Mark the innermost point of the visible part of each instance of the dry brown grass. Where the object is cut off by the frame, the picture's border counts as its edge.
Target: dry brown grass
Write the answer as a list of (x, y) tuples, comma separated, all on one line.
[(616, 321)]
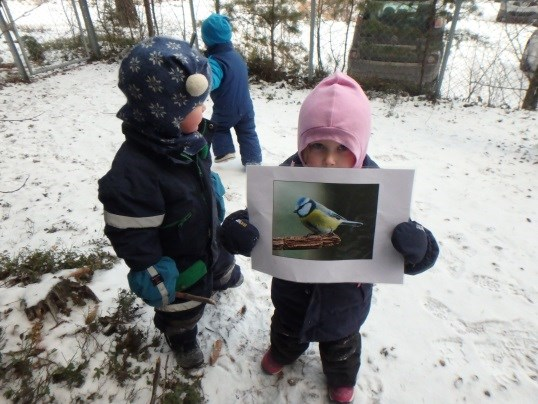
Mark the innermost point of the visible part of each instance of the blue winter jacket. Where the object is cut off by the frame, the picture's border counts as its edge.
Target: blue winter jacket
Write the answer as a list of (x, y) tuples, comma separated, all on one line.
[(173, 192), (232, 98), (333, 310)]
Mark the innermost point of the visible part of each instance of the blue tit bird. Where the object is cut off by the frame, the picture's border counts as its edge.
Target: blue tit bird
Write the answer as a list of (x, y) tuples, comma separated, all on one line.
[(318, 218)]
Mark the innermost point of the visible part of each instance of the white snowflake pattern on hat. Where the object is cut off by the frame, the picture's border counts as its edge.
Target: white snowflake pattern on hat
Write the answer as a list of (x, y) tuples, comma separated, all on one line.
[(177, 74), (157, 110), (154, 84), (134, 65), (135, 92), (173, 45), (179, 99), (156, 58), (177, 122), (138, 115)]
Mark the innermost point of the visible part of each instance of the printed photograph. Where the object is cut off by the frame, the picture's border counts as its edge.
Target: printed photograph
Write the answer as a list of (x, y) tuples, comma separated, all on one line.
[(324, 221)]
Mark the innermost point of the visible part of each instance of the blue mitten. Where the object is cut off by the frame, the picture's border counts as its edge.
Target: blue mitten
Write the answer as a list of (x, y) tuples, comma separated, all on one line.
[(410, 240), (219, 195), (155, 285), (237, 235)]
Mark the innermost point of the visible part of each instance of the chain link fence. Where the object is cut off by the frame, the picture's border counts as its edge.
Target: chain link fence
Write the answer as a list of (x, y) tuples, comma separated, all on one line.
[(396, 41)]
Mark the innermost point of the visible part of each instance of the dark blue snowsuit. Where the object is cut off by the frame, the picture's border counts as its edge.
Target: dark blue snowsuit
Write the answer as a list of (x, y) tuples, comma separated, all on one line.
[(158, 195), (330, 313), (232, 106)]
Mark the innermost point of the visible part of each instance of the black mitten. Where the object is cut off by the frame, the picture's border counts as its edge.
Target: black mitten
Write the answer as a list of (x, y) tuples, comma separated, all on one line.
[(237, 235), (410, 240)]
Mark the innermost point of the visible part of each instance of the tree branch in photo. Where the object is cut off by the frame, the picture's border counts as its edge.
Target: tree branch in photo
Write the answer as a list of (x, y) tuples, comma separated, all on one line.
[(305, 242)]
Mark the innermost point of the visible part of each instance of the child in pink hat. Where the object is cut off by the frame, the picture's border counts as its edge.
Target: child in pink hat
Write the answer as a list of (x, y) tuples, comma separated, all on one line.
[(333, 132)]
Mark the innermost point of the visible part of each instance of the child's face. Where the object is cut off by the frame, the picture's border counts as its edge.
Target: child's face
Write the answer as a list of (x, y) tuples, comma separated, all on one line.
[(192, 120), (328, 153)]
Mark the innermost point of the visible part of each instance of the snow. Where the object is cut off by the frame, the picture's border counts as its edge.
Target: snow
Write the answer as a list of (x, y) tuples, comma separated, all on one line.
[(464, 331)]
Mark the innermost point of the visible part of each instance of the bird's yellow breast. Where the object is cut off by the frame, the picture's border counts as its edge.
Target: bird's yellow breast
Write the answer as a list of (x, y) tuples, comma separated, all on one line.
[(324, 223)]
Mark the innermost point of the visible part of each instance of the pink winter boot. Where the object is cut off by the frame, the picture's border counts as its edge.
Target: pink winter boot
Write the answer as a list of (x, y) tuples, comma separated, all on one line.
[(269, 365), (343, 394)]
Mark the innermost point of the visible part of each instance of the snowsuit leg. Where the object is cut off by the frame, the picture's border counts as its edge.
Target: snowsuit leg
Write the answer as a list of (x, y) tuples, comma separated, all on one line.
[(226, 272), (249, 144), (286, 346), (222, 140), (341, 360), (179, 327)]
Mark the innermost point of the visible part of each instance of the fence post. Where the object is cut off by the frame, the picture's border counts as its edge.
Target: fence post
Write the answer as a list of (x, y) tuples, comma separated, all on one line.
[(90, 30), (193, 19), (312, 28), (446, 53), (4, 27)]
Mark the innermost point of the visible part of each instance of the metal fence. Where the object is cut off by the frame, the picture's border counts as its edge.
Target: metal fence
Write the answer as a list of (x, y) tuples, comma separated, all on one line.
[(481, 57)]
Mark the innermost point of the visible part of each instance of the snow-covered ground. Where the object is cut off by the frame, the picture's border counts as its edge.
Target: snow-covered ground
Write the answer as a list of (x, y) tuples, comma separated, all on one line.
[(465, 331)]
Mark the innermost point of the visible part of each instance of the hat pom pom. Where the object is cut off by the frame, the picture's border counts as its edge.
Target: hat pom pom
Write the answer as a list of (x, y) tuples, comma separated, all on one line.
[(196, 84)]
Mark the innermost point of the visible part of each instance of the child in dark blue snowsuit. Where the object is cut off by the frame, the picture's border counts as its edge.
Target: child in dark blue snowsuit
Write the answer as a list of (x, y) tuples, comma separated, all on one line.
[(333, 132), (232, 105), (159, 195)]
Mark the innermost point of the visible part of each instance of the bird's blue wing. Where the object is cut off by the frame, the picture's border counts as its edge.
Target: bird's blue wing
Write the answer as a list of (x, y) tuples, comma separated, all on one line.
[(329, 212)]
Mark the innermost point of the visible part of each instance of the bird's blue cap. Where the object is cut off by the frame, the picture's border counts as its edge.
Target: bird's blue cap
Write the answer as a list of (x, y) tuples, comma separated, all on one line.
[(216, 29)]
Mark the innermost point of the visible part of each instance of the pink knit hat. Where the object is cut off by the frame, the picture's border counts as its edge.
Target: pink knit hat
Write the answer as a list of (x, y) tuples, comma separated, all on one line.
[(337, 109)]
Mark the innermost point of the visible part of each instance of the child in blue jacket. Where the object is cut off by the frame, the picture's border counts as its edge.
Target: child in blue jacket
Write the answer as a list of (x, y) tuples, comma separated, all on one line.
[(159, 195), (232, 105), (333, 132)]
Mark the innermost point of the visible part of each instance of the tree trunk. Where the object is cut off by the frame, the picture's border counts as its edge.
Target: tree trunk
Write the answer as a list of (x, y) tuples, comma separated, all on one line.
[(531, 97), (149, 19), (126, 12)]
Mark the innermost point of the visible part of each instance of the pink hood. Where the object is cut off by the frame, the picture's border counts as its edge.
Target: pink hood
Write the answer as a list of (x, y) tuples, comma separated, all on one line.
[(337, 109)]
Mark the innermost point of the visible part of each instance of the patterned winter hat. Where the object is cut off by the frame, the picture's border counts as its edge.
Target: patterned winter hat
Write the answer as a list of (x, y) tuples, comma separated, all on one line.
[(216, 29), (164, 79)]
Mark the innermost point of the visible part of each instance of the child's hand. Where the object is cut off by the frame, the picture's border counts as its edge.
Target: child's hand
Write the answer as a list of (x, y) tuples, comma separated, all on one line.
[(410, 240), (237, 235), (156, 285)]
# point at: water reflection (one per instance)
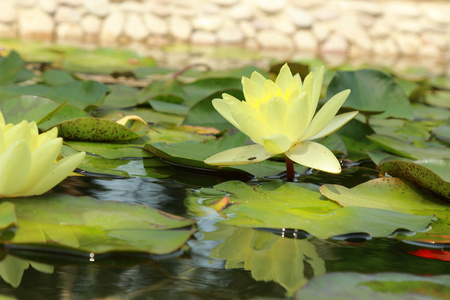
(163, 195)
(268, 257)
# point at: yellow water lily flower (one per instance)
(280, 117)
(28, 160)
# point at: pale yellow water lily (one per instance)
(28, 163)
(280, 117)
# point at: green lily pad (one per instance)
(403, 148)
(204, 114)
(84, 95)
(442, 133)
(88, 225)
(121, 96)
(372, 92)
(111, 150)
(13, 69)
(94, 129)
(430, 174)
(295, 206)
(202, 88)
(438, 99)
(99, 166)
(193, 153)
(177, 134)
(393, 194)
(54, 77)
(389, 286)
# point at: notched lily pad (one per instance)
(431, 174)
(89, 225)
(297, 206)
(94, 129)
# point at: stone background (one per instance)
(407, 28)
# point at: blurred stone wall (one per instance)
(379, 27)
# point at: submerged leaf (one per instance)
(89, 225)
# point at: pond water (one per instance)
(193, 273)
(221, 261)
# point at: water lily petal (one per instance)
(275, 114)
(270, 90)
(276, 143)
(312, 86)
(57, 173)
(314, 155)
(336, 123)
(18, 132)
(15, 166)
(325, 114)
(42, 159)
(239, 156)
(297, 118)
(258, 78)
(247, 122)
(294, 88)
(284, 78)
(252, 91)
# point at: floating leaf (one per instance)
(430, 174)
(438, 99)
(54, 77)
(192, 154)
(86, 224)
(94, 129)
(403, 148)
(204, 114)
(394, 194)
(13, 70)
(30, 108)
(372, 92)
(111, 150)
(390, 286)
(295, 206)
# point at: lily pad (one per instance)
(393, 194)
(372, 92)
(431, 174)
(30, 108)
(94, 129)
(13, 69)
(193, 153)
(204, 114)
(403, 148)
(295, 206)
(88, 225)
(389, 286)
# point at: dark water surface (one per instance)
(193, 273)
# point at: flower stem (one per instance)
(289, 169)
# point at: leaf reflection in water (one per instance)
(269, 257)
(12, 268)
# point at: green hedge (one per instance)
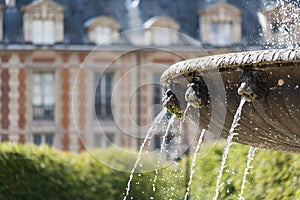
(31, 172)
(275, 175)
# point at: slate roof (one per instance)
(80, 11)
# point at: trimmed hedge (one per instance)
(31, 172)
(274, 175)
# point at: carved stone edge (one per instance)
(231, 60)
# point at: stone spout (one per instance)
(254, 85)
(268, 79)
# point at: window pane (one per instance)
(37, 139)
(37, 31)
(98, 140)
(110, 139)
(103, 99)
(222, 33)
(37, 90)
(48, 90)
(103, 35)
(49, 139)
(49, 32)
(43, 96)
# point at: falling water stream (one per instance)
(149, 135)
(235, 123)
(162, 147)
(194, 163)
(246, 172)
(164, 140)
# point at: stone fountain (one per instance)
(269, 80)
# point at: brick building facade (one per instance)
(59, 87)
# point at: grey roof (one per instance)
(80, 11)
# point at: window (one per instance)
(103, 96)
(220, 24)
(43, 31)
(103, 35)
(161, 31)
(102, 30)
(10, 3)
(40, 139)
(103, 141)
(43, 22)
(222, 33)
(43, 96)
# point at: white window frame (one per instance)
(43, 99)
(43, 138)
(43, 31)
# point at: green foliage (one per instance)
(274, 175)
(31, 172)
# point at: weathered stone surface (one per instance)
(272, 122)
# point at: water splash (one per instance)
(250, 157)
(194, 163)
(235, 123)
(162, 147)
(149, 135)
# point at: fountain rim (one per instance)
(232, 61)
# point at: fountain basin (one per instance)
(268, 79)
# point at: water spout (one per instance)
(253, 85)
(197, 92)
(171, 102)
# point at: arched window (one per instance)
(161, 31)
(43, 22)
(102, 30)
(220, 25)
(280, 25)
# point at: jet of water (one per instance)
(249, 159)
(194, 163)
(235, 123)
(162, 147)
(149, 135)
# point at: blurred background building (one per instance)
(55, 91)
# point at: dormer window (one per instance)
(1, 22)
(161, 31)
(222, 32)
(103, 30)
(220, 25)
(280, 25)
(10, 3)
(43, 22)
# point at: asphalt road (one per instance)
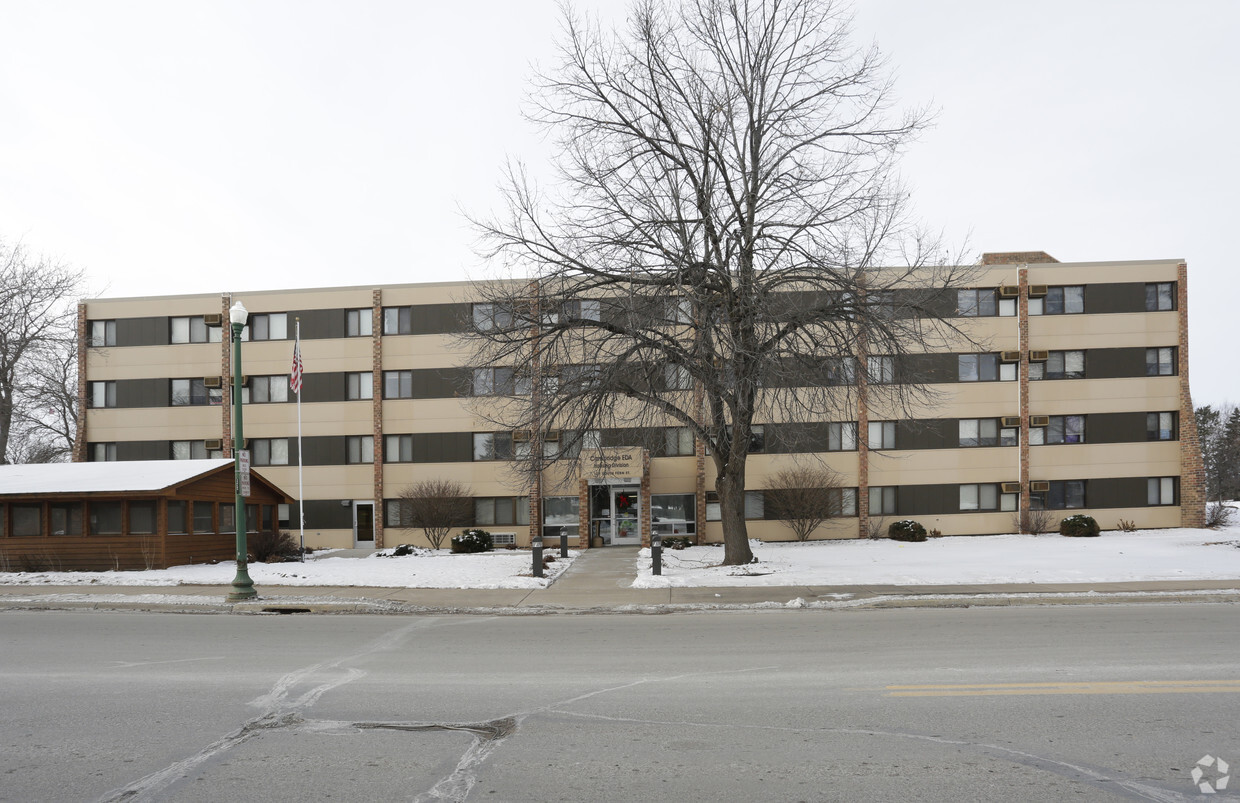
(1050, 703)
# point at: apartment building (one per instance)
(1076, 402)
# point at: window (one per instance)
(360, 384)
(195, 392)
(27, 519)
(397, 384)
(1161, 362)
(1161, 491)
(677, 378)
(203, 516)
(102, 394)
(1161, 425)
(66, 518)
(268, 389)
(673, 513)
(106, 518)
(1160, 296)
(1069, 300)
(582, 310)
(492, 445)
(360, 449)
(269, 451)
(495, 382)
(491, 316)
(977, 367)
(842, 436)
(881, 369)
(501, 511)
(103, 333)
(982, 433)
(1069, 364)
(678, 441)
(358, 322)
(882, 435)
(397, 320)
(976, 302)
(1065, 429)
(1063, 495)
(176, 516)
(398, 449)
(141, 518)
(882, 500)
(187, 330)
(101, 452)
(269, 326)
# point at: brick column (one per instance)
(377, 409)
(1023, 327)
(1192, 471)
(79, 436)
(226, 373)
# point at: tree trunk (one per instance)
(730, 487)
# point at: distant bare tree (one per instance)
(804, 497)
(37, 327)
(435, 506)
(729, 243)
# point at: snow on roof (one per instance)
(135, 475)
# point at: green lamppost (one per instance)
(243, 587)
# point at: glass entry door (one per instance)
(616, 514)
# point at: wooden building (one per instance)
(124, 516)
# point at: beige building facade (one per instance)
(1074, 398)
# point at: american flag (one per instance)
(295, 379)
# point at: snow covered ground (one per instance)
(1172, 554)
(1115, 557)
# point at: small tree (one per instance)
(804, 498)
(435, 506)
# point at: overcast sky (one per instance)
(233, 145)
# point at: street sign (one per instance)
(243, 476)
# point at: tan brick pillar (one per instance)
(1192, 471)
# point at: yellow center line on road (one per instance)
(1098, 687)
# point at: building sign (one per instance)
(619, 464)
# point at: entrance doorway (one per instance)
(363, 524)
(615, 514)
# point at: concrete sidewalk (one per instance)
(599, 581)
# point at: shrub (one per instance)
(1080, 526)
(272, 547)
(471, 542)
(907, 530)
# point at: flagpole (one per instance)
(301, 502)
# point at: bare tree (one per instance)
(721, 247)
(435, 506)
(804, 497)
(37, 330)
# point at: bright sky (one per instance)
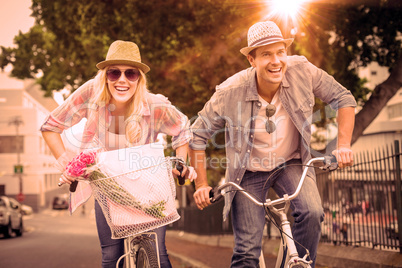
(14, 17)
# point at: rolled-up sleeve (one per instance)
(169, 120)
(208, 122)
(70, 112)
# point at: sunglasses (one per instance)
(270, 125)
(130, 74)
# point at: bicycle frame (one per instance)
(131, 248)
(292, 256)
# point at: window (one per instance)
(11, 144)
(395, 110)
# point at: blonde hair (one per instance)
(133, 114)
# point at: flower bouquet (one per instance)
(134, 197)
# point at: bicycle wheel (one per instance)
(146, 255)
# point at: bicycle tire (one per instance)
(146, 255)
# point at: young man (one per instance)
(267, 112)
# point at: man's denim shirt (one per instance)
(235, 105)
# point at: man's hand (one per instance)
(344, 156)
(201, 197)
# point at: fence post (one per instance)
(398, 191)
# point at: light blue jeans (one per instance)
(112, 249)
(248, 219)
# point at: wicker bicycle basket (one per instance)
(139, 200)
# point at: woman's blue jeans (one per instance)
(113, 249)
(248, 219)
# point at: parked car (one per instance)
(10, 216)
(60, 202)
(26, 210)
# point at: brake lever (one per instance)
(330, 163)
(179, 167)
(215, 195)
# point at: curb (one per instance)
(328, 255)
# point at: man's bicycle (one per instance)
(288, 256)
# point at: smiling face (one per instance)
(270, 62)
(122, 89)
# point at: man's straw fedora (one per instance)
(262, 34)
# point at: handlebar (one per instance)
(329, 162)
(179, 166)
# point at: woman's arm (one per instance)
(55, 143)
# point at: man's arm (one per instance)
(201, 195)
(346, 123)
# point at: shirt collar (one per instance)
(251, 84)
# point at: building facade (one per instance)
(26, 164)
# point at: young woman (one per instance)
(120, 113)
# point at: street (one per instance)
(53, 239)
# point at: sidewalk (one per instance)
(215, 251)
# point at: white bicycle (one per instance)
(141, 250)
(288, 256)
(135, 196)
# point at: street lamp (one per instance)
(18, 168)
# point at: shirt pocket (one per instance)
(236, 137)
(306, 106)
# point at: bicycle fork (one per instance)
(287, 250)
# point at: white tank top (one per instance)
(115, 141)
(271, 150)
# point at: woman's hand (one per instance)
(344, 156)
(201, 197)
(65, 179)
(188, 173)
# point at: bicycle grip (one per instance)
(330, 162)
(181, 179)
(73, 186)
(215, 195)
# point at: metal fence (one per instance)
(362, 203)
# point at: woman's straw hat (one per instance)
(262, 34)
(123, 52)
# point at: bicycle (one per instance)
(288, 256)
(135, 197)
(141, 250)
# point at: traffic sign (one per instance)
(20, 197)
(18, 169)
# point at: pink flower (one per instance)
(77, 166)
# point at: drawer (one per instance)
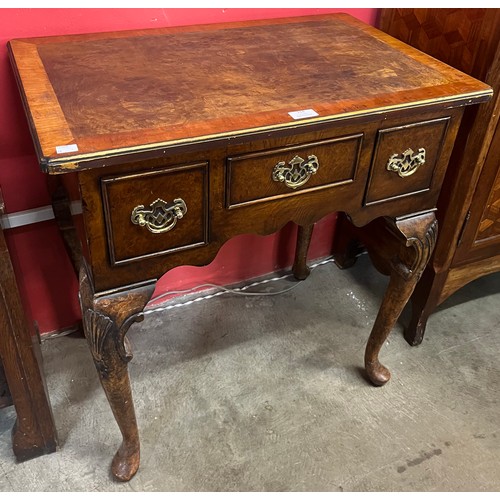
(276, 173)
(404, 160)
(152, 213)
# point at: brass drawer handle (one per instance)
(298, 173)
(161, 216)
(407, 163)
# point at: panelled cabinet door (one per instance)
(481, 236)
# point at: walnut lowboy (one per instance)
(182, 138)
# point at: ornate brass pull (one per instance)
(407, 163)
(298, 173)
(161, 216)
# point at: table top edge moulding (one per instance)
(182, 138)
(44, 93)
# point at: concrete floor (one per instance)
(267, 394)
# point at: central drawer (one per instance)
(270, 174)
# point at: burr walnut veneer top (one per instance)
(104, 93)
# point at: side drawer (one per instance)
(152, 213)
(276, 173)
(404, 160)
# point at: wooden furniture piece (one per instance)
(182, 138)
(34, 432)
(468, 246)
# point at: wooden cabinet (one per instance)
(468, 244)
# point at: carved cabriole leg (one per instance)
(300, 268)
(106, 321)
(416, 236)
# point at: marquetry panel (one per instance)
(458, 37)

▶ [What needs to be done]:
Return the lines of the listing above, copied exactly, from its first line through the line that contains "122), (138, 115)]", inclusive. Leave the pictures out of your answer.

▶ [Solution below]:
Mark the innermost point of the visible part of each instance of the dry brown grass. Where the object is cut off by the frame, the picture's border counts as its edge.
Target: dry brown grass
Write the answer as a list of (x, y) tuples, comma separated, all on one line.
[(616, 321)]
Mark the innermost point of the visible part of each instance of the blue winter jacket. Where the object is cut off by the frame, the picture's border counts as its edge.
Target: blue winter jacket
Write the answer as a list of (x, y) tuples, comma separated, all on one line.
[(173, 192), (232, 98), (333, 310)]
Mark the innermost point of the visible part of each instance of the blue tit bird. Where the object is cut off by the frame, the picture's border counts as its edge.
Target: blue tit bird
Write the answer as a list of (x, y) tuples, comma separated, all on one line.
[(318, 218)]
Mark the innermost point of the visible part of each instance of the white snowflake pattern on hat. Where the object is cut off by the frame, the picture's border counts as its edge.
Target: white snowflake pattern on hat
Write the answer as a list of (x, y) tuples, comma separated, all on one line.
[(177, 74), (157, 110), (154, 84), (134, 65), (135, 92), (173, 45), (179, 99), (156, 58), (177, 122), (138, 115)]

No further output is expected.